*Required action*. All lines from the one containing "For the dataset, tag each instance of the blue jeans" through the final line of the material below must appear exactly as they are, with nothing else.

*Data for review*.
== Segment start ==

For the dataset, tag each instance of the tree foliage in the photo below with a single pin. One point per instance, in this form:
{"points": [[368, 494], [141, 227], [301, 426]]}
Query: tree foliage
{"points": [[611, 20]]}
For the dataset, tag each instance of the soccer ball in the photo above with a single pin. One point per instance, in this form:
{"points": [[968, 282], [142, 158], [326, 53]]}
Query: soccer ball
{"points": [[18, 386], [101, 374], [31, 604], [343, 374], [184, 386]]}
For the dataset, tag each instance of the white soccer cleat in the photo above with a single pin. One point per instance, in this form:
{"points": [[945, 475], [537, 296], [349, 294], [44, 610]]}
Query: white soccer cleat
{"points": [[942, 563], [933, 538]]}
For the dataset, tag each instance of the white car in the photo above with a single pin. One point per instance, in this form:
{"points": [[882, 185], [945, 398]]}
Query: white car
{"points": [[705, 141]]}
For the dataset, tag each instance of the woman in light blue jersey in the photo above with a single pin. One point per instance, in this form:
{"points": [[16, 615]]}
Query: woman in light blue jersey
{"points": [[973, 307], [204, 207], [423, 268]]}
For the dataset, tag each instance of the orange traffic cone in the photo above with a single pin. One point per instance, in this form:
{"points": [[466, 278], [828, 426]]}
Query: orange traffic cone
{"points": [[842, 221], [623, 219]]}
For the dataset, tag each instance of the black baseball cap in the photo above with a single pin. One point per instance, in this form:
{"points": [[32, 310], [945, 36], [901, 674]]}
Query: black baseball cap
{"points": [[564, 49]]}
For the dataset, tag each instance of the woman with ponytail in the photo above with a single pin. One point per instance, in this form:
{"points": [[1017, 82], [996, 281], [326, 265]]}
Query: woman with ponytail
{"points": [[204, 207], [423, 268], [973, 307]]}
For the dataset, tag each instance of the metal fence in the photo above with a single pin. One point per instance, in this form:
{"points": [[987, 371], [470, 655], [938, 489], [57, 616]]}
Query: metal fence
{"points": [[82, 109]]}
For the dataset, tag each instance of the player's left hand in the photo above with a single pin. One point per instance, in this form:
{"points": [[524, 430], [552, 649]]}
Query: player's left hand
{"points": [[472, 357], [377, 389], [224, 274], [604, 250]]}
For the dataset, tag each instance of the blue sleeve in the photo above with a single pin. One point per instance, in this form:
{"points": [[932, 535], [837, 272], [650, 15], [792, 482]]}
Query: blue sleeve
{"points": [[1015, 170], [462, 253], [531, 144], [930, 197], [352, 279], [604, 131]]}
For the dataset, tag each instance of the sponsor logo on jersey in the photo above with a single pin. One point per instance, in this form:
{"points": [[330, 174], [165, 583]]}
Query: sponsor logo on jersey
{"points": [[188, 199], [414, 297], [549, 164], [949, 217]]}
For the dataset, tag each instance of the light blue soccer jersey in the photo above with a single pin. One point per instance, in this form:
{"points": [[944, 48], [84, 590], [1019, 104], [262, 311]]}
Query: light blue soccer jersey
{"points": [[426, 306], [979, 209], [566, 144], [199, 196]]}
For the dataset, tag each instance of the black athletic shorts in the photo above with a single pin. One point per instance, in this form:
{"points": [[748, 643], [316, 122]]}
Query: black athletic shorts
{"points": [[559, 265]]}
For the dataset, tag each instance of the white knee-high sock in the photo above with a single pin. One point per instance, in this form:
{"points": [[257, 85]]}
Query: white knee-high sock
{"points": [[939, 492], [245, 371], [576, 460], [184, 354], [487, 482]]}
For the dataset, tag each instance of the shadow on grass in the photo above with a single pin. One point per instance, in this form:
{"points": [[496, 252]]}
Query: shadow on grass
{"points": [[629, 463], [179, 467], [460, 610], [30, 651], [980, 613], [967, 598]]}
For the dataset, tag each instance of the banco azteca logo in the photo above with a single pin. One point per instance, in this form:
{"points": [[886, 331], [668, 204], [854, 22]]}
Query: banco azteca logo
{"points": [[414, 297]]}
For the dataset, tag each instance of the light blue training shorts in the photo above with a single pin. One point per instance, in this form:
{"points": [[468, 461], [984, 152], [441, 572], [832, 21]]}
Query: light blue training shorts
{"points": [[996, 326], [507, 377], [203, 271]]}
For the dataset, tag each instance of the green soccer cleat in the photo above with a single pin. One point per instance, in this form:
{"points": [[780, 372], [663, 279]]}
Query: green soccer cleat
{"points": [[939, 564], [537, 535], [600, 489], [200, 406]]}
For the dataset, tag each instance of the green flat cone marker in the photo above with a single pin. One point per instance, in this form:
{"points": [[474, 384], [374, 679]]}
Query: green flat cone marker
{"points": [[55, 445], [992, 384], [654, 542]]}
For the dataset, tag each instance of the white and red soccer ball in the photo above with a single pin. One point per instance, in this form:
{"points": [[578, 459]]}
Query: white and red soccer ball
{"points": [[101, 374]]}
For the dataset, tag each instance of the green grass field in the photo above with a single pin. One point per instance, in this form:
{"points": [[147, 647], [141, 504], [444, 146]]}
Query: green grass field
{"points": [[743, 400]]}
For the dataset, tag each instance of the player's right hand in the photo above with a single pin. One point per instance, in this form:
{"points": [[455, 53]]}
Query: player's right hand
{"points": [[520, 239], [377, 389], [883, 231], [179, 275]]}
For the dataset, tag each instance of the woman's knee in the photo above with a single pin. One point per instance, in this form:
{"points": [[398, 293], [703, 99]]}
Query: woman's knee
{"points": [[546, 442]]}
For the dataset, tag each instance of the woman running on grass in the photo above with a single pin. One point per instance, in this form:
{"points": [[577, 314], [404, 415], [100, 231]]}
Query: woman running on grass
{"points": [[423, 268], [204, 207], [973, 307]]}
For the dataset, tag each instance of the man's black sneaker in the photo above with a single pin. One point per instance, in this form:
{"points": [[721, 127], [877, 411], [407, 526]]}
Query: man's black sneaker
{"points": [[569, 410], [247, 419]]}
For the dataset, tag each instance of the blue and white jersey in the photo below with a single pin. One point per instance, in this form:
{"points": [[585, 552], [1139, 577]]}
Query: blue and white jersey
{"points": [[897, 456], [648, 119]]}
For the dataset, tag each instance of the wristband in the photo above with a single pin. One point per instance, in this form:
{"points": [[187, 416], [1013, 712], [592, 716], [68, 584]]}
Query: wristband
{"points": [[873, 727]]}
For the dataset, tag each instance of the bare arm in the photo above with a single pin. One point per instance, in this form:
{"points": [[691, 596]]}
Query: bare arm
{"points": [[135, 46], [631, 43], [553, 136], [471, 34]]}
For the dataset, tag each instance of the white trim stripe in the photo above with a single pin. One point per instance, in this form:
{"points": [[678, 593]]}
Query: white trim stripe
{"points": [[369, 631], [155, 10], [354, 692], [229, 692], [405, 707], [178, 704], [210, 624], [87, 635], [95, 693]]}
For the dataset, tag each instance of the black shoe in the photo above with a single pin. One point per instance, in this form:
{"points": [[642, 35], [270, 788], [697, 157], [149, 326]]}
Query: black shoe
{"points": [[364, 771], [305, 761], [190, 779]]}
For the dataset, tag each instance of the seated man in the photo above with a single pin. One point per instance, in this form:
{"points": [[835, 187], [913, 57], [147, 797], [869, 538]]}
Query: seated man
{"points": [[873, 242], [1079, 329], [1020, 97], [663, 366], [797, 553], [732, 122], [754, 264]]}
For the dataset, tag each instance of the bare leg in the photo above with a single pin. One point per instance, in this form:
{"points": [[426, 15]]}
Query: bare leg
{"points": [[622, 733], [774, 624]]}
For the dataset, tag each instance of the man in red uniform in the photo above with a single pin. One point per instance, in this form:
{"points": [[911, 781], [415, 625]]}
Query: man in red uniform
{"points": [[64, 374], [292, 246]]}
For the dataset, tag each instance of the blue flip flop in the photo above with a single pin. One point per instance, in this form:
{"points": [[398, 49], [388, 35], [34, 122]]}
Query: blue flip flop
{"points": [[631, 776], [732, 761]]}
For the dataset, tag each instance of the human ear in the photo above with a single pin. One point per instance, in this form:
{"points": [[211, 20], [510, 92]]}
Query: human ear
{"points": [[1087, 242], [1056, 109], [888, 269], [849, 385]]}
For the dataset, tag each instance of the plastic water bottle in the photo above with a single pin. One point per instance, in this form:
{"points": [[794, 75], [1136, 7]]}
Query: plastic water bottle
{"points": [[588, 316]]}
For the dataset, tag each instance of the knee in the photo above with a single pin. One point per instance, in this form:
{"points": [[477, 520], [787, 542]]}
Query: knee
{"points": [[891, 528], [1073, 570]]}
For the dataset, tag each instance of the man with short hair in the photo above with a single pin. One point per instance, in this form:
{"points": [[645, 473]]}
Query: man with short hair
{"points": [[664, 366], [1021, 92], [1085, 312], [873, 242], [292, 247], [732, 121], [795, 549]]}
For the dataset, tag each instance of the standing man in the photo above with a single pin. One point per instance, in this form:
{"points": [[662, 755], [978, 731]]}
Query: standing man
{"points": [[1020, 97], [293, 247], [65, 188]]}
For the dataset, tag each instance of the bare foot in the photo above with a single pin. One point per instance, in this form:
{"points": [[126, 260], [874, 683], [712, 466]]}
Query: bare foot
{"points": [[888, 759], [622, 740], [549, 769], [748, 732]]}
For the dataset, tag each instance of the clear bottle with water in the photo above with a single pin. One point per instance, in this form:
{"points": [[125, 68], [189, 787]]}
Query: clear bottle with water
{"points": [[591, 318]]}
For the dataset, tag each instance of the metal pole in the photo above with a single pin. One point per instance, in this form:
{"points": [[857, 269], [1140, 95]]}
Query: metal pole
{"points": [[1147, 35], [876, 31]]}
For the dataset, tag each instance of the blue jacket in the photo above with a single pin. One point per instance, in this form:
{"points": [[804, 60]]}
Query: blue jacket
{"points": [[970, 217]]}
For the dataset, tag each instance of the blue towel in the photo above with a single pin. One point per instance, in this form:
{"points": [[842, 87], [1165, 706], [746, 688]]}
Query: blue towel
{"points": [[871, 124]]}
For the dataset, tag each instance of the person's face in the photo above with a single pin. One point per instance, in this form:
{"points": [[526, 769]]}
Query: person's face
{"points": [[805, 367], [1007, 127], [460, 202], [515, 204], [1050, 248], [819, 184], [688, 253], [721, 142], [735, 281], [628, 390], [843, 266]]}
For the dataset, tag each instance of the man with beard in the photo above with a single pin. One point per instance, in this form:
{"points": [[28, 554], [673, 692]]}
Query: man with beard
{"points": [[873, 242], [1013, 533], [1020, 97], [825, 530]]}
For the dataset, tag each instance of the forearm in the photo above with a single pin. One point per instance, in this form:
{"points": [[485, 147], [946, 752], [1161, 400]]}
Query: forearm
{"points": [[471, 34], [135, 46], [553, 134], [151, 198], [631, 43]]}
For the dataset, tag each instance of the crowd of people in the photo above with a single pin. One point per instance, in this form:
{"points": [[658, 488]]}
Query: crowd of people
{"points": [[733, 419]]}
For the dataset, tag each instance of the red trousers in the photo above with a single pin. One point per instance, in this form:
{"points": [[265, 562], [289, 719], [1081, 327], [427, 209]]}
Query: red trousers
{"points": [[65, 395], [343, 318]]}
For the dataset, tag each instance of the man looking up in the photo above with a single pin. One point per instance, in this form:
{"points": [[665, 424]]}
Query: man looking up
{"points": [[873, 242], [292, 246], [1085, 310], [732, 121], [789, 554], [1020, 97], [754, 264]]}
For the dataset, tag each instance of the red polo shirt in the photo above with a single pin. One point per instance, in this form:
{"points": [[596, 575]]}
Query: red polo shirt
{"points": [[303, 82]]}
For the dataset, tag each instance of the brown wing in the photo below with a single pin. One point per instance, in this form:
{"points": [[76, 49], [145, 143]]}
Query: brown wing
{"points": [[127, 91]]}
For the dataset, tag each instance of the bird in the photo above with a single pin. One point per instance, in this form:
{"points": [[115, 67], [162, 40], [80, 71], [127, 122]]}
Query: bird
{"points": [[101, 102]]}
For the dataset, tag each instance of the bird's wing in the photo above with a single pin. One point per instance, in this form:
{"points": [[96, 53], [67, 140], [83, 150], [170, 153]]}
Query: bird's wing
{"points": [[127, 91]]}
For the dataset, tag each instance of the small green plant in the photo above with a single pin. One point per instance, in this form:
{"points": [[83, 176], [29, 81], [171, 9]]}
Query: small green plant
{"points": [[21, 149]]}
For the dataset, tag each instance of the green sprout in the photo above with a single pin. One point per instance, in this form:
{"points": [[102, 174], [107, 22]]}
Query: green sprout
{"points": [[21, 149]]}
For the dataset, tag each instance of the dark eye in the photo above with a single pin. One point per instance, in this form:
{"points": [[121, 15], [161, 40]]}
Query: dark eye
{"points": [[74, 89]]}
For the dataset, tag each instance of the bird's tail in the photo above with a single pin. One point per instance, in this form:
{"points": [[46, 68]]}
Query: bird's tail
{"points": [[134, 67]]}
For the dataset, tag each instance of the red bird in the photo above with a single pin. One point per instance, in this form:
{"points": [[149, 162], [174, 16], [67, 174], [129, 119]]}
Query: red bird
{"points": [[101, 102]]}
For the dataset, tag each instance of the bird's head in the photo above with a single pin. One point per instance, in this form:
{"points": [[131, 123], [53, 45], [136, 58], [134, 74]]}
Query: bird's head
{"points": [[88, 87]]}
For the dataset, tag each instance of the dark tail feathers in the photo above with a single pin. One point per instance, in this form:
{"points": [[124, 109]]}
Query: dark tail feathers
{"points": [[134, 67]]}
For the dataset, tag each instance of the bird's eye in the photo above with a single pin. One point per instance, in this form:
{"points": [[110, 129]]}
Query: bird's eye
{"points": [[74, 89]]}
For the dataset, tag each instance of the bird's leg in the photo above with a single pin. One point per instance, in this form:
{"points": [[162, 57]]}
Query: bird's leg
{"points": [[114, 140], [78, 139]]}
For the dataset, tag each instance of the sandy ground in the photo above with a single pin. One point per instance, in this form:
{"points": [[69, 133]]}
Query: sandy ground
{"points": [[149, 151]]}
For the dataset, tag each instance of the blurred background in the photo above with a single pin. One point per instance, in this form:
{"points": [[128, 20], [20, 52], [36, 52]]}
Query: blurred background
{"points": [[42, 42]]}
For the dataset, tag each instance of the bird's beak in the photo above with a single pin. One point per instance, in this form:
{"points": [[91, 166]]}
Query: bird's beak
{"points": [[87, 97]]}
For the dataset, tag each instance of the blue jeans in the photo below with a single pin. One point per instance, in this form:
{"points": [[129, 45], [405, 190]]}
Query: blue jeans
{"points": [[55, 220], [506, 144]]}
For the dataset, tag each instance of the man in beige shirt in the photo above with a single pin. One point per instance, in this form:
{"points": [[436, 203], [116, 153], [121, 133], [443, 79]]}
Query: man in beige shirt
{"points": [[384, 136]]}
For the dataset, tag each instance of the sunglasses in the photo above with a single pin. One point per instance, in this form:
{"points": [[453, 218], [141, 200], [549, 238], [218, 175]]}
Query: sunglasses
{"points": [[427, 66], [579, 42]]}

== Segment end ==

*Response to this task*.
For the dataset, tag each instance of the blue jeans in the photo below with a single pin. One point per instance, in this form:
{"points": [[129, 45], [405, 190]]}
Query: blue jeans
{"points": [[55, 220], [506, 144]]}
For the dataset, tag each instance of the man in beige shirt in the photo above with a single pin. One point per instance, in this form:
{"points": [[436, 203], [116, 153], [121, 133], [443, 79]]}
Query: man in beige shirt
{"points": [[384, 136]]}
For the dataset, tag each instance of the sunglasses in the photo above with a single pin. One point per instance, in this form:
{"points": [[453, 218], [141, 200], [549, 238], [218, 175]]}
Query: sunglasses
{"points": [[427, 66], [579, 42]]}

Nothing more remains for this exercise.